* **WHAT TO DO**
What lines in the data hold the string "below"? Show them.

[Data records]
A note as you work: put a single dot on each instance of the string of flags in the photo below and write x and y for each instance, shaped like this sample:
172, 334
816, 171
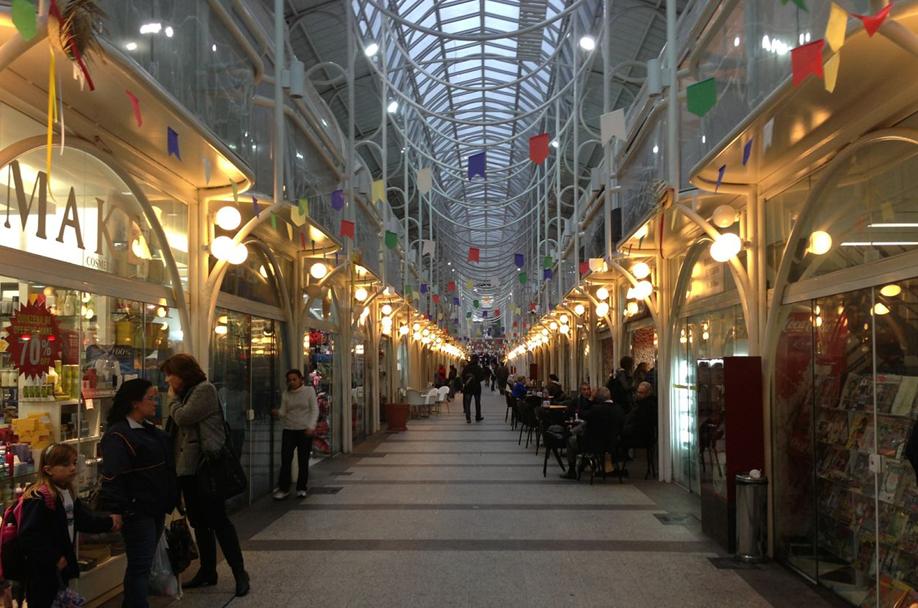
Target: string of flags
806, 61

==

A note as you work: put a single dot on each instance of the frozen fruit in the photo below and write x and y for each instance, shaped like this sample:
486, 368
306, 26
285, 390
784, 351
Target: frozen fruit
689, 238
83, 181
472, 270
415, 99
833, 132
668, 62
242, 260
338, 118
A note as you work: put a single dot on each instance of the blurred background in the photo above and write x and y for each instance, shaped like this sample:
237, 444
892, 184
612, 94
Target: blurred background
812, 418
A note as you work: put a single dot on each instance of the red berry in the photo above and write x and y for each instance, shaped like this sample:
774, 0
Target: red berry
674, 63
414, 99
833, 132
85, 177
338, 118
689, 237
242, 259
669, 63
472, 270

* * *

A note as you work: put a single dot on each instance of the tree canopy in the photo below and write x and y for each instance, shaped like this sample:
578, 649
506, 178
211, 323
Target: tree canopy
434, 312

* **RESPONSE BOX**
A note as you work: put a single dot on each instance of the string of flags in the photo below and write x and y for each instance, shaped like this sample:
A note as you work: put a single dot on each instance of the frozen fruit in the photo below and write x and y for each instance, shaped like this sample:
A note as you work: put a single dot on each instance of the tree canopy in the photo below and write x and y for each instance, shaped like this sample:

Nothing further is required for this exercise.